◆ Source text:
________________________
Two decades ago, a later-retracted paper published in The Lancet by the now-disgraced Andrew Wakefield led to a conspiracy theory about how vaccines were linked to autism. Wakefield had falsified the data, used a small sample set, and his results were never duplicated. Yet the lie took on a life of its own, promoted by celebrities and crackpots alike.
With measles outbreaks and other diseases springing up again, it’s as good a time as ever to note that a decade-long study with 650,000 subjects has found no link — none — between the Measles-Mumps-Rubella (MMR) vaccine and autism, even when other risk factors were taken into account. The study, which was published in the journal Annals of Internal Medicine by researchers at the Statens Serum Institut in Copenhagen, looked at every child born in Denmark between 1999 and 2010.
The study found no increased risk of developing autism after getting the MMR vaccine, no clustering of autism cases among children who were given the vaccine, and no increase in the rate of autism among susceptible children who were given the vaccine.
Australian immunisation expert Professor Ian Frazer, who along with his team at the University of Queensland developed the vaccine for HPV, said the Danish study definitively confirms the findings of previous studies that vaccines do not cause autism.
This is as definitive as it gets.
The fear, of course, is that the people who need to hear about this information the most will either ignore it or dismiss it. Their feelings about vaccines trump any facts about them. As Flat Earthers could tell you, once you’ve accepted a conspiracy, there’s very little in the way of evidence that will get you to change your mind.
Still, shout it from the rooftops: There’s no link between autism and vaccines. None. There never were. And if you’re looking for proof, this is it. Print the paper out and send it to Jenny McCarthy.
________________________
◆ What you need to do:
[a] In the vaccine article, condense the paragraph beginning "With measles outbreaks and other diseases" into a shorter version that keeps its main facts.
[b] Copy the vaccine article word for word between "This is as definitive" and "to Jenny McCarthy.", inclusive.

◆ Data:
________________________
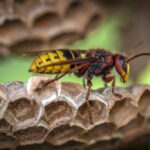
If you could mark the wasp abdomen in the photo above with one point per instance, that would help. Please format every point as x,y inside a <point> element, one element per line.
<point>42,63</point>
________________________
◆ Answers to this exercise:
[a] As measles and other diseases return, a decade-long study of 650,000 subjects found no link between the MMR vaccine and autism, even after accounting for other risk factors. The researchers were at the Statens Serum Institut in Copenhagen. They published the study in Annals of Internal Medicine and examined every child born in Denmark from 1999 to 2010.

[b]
This is as definitive as it gets.
The fear, of course, is that the people who need to hear about this information the most will either ignore it or dismiss it. Their feelings about vaccines trump any facts about them. As Flat Earthers could tell you, once you’ve accepted a conspiracy, there’s very little in the way of evidence that will get you to change your mind.
Still, shout it from the rooftops: There’s no link between autism and vaccines. None. There never were. And if you’re looking for proof, this is it. Print the paper out and send it to Jenny McCarthy.